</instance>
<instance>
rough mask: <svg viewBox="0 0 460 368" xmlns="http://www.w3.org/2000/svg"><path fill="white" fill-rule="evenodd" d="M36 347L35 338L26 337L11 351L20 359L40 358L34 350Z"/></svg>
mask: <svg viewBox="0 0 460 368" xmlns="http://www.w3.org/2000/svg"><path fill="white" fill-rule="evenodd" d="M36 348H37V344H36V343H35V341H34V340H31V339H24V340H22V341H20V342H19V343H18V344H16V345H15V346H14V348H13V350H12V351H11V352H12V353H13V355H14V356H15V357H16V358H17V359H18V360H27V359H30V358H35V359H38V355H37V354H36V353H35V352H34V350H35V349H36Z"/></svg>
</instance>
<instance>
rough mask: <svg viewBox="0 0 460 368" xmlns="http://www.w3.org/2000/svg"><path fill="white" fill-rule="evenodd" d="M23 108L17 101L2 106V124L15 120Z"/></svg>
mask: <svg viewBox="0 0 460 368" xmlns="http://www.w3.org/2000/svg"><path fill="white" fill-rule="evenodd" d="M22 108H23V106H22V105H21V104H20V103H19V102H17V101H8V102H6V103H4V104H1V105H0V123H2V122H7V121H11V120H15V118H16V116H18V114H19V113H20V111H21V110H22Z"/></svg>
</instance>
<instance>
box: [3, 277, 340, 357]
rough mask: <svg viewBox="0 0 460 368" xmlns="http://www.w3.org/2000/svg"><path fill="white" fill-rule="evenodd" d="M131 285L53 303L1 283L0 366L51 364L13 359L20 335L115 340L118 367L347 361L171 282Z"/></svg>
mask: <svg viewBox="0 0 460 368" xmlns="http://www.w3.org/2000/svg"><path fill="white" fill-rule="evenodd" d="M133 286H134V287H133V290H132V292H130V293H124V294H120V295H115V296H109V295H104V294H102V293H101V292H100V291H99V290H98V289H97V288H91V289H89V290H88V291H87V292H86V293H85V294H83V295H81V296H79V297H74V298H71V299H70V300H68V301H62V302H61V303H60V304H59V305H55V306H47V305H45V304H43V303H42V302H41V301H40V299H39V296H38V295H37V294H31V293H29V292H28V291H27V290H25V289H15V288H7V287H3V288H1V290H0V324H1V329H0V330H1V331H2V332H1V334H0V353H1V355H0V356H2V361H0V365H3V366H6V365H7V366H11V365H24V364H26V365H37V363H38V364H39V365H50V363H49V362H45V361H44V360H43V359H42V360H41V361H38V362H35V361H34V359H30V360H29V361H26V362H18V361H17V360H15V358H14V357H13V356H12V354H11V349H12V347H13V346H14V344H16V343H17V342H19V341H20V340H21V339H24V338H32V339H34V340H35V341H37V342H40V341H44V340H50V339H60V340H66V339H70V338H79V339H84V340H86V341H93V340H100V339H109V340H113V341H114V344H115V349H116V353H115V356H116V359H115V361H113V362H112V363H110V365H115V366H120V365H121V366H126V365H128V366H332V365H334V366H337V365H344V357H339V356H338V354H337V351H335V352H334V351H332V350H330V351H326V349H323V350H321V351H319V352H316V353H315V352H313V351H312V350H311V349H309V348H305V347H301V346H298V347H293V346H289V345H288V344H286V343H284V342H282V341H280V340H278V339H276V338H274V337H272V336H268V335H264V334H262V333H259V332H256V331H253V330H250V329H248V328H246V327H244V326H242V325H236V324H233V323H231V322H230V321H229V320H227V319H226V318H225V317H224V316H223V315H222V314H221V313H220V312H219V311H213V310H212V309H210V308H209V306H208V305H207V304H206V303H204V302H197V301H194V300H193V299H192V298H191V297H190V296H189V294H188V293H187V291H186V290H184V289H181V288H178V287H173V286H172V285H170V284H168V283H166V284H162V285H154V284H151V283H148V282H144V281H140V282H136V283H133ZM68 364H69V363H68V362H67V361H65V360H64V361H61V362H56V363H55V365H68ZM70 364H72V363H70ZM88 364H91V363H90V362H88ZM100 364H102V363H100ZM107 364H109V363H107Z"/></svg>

::::

• [PROMPT]: Type out exactly the span of lines from the one with "box: [3, 277, 340, 357]" to the end of the material above, counting both end lines, and nothing else.

• [COMPLETED TASK]:
box: [3, 277, 340, 357]
rough mask: <svg viewBox="0 0 460 368" xmlns="http://www.w3.org/2000/svg"><path fill="white" fill-rule="evenodd" d="M131 285L53 303L1 283L0 366L51 364L13 359L20 335L115 340L118 367L347 361L171 282Z"/></svg>
mask: <svg viewBox="0 0 460 368" xmlns="http://www.w3.org/2000/svg"><path fill="white" fill-rule="evenodd" d="M133 286H134V287H133V290H132V292H130V293H124V294H120V295H115V296H109V295H104V294H102V293H101V292H100V291H99V290H98V289H97V288H91V289H89V290H88V291H87V292H86V293H85V294H83V295H81V296H79V297H74V298H71V299H70V300H68V301H62V302H61V303H60V304H59V305H55V306H47V305H45V304H43V303H42V302H41V301H40V299H39V296H38V295H37V294H31V293H29V292H28V291H27V290H25V289H15V288H7V287H3V288H1V290H0V324H1V329H0V330H1V331H2V332H1V334H0V353H1V355H0V356H2V361H0V365H3V366H6V365H7V366H11V365H24V364H26V365H37V363H38V364H39V365H50V363H49V362H45V361H44V360H43V359H42V360H41V361H38V362H35V361H34V359H30V360H29V361H26V362H18V361H17V360H15V358H14V357H13V356H12V354H11V349H12V347H13V346H14V344H16V343H17V342H19V341H20V340H21V339H24V338H32V339H34V340H35V341H37V342H40V341H44V340H50V339H60V340H66V339H70V338H79V339H84V340H86V341H93V340H100V339H109V340H113V341H114V344H115V349H116V353H115V356H116V359H115V361H113V362H112V363H110V365H115V366H120V365H121V366H126V365H128V366H332V365H334V366H337V365H344V357H339V356H338V354H337V351H335V352H334V351H332V350H330V351H326V349H323V350H321V351H319V352H316V353H315V352H313V351H312V350H311V349H309V348H305V347H301V346H298V347H293V346H289V345H288V344H286V343H284V342H282V341H280V340H278V339H276V338H274V337H272V336H268V335H264V334H262V333H259V332H256V331H253V330H250V329H248V328H246V327H244V326H242V325H236V324H233V323H231V322H230V321H229V320H227V319H226V318H225V317H224V316H223V315H222V314H221V313H220V312H219V311H213V310H212V309H210V308H209V306H208V305H207V304H206V303H204V302H197V301H194V300H193V299H192V298H191V297H190V296H189V294H188V293H187V291H186V290H184V289H181V288H178V287H173V286H172V285H170V284H168V283H166V284H162V285H154V284H151V283H148V282H144V281H140V282H136V283H133ZM68 364H69V363H68V362H67V361H65V360H64V361H61V362H56V363H55V365H68ZM70 364H72V363H70ZM88 364H91V363H90V362H88ZM100 364H102V363H100ZM107 364H109V363H107Z"/></svg>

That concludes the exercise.